What to work on: How do the records below read from their first line through the line containing "on the pole"? Write those lines out exactly.

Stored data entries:
--- START ---

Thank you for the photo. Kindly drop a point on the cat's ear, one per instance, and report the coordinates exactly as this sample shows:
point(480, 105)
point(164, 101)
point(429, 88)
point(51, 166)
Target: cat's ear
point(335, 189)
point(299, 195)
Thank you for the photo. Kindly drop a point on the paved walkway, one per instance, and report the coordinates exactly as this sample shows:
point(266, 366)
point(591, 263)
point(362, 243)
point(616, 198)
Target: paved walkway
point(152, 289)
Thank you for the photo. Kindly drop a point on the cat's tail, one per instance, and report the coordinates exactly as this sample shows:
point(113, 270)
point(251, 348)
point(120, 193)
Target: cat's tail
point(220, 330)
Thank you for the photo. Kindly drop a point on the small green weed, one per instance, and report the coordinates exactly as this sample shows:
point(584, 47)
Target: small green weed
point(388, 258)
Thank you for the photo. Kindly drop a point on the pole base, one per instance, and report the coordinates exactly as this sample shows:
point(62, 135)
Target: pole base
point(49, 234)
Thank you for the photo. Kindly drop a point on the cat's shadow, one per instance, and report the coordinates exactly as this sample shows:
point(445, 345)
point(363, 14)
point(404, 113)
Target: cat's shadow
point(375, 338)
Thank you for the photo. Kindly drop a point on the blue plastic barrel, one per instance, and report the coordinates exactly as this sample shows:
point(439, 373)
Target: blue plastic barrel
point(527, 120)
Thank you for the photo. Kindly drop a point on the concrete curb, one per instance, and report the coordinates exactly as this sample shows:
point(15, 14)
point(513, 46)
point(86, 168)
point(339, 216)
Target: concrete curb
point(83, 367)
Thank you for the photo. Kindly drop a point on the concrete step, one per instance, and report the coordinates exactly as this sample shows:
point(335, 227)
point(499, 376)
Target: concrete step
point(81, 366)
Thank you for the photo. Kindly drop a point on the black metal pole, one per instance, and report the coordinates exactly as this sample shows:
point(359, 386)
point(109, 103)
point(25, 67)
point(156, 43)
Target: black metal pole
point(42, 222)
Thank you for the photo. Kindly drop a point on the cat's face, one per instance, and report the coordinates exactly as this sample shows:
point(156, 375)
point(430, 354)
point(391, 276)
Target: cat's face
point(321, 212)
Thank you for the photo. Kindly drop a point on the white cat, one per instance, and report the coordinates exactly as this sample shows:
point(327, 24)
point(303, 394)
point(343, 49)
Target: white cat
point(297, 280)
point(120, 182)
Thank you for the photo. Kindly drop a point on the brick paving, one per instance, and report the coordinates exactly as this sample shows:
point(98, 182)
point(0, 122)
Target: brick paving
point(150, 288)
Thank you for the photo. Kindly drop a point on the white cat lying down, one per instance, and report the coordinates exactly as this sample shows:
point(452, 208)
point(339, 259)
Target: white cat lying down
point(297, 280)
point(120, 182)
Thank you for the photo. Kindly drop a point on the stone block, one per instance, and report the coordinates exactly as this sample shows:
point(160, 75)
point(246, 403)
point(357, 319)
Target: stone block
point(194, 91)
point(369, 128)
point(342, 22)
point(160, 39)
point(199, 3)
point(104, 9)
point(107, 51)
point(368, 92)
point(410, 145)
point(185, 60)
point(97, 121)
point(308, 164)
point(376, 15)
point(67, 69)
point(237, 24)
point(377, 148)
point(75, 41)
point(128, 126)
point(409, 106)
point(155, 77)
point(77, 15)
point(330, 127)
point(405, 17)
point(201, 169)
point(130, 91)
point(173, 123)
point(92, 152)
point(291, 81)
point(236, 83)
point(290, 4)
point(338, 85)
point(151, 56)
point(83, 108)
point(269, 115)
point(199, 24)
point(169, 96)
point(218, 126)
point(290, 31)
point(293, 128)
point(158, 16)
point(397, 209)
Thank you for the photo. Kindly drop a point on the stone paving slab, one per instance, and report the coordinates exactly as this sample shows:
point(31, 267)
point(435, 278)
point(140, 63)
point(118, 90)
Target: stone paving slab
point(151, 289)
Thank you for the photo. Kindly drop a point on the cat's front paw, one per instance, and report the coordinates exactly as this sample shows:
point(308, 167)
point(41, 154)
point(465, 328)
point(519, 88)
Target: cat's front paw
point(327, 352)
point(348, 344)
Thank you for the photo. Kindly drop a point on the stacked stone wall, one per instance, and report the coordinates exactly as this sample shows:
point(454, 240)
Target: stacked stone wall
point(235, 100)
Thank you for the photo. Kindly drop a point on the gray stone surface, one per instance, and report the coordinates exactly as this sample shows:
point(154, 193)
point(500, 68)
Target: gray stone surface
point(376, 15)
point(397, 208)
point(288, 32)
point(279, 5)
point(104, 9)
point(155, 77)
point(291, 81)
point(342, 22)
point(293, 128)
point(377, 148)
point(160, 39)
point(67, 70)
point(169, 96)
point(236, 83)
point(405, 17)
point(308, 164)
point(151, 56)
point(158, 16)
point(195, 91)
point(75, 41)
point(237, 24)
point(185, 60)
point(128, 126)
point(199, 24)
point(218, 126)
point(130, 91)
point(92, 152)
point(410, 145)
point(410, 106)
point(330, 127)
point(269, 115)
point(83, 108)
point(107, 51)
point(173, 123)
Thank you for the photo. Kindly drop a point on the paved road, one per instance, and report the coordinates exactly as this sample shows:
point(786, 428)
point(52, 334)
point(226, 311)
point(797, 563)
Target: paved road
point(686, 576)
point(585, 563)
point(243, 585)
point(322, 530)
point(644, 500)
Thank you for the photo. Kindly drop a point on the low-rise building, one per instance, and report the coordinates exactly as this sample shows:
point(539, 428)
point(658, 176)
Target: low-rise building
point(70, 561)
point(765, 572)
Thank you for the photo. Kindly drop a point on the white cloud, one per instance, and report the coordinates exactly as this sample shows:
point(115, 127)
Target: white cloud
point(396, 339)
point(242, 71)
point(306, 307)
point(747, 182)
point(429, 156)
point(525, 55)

--- END ---

Your response:
Thank you for the photo. Kindly drop a point on the cat's ear, one per instance, and report the coordinates exactly as this sample shows:
point(480, 105)
point(164, 101)
point(429, 88)
point(51, 166)
Target: cat's ear
point(335, 189)
point(299, 195)
Thank you for the photo. Kindly drop a point on the paved walkway, one per instance, and report the coordinates exactly as this sample shows:
point(266, 366)
point(591, 263)
point(362, 243)
point(616, 198)
Target: paved walkway
point(152, 289)
Thank you for the photo. Kindly drop a point on the cat's tail, one per instance, and report the coordinates exactly as this sample shows:
point(113, 270)
point(251, 348)
point(120, 193)
Target: cat's tail
point(220, 330)
Thank you for the photo. Kindly drop a point on the small green weed, one per instance, and report the coordinates exactly as this sample shows:
point(584, 47)
Target: small green weed
point(388, 258)
Thank you for the photo. Kindly drop a point on the pole base, one per instance, and report the coordinates exactly as this sample shows:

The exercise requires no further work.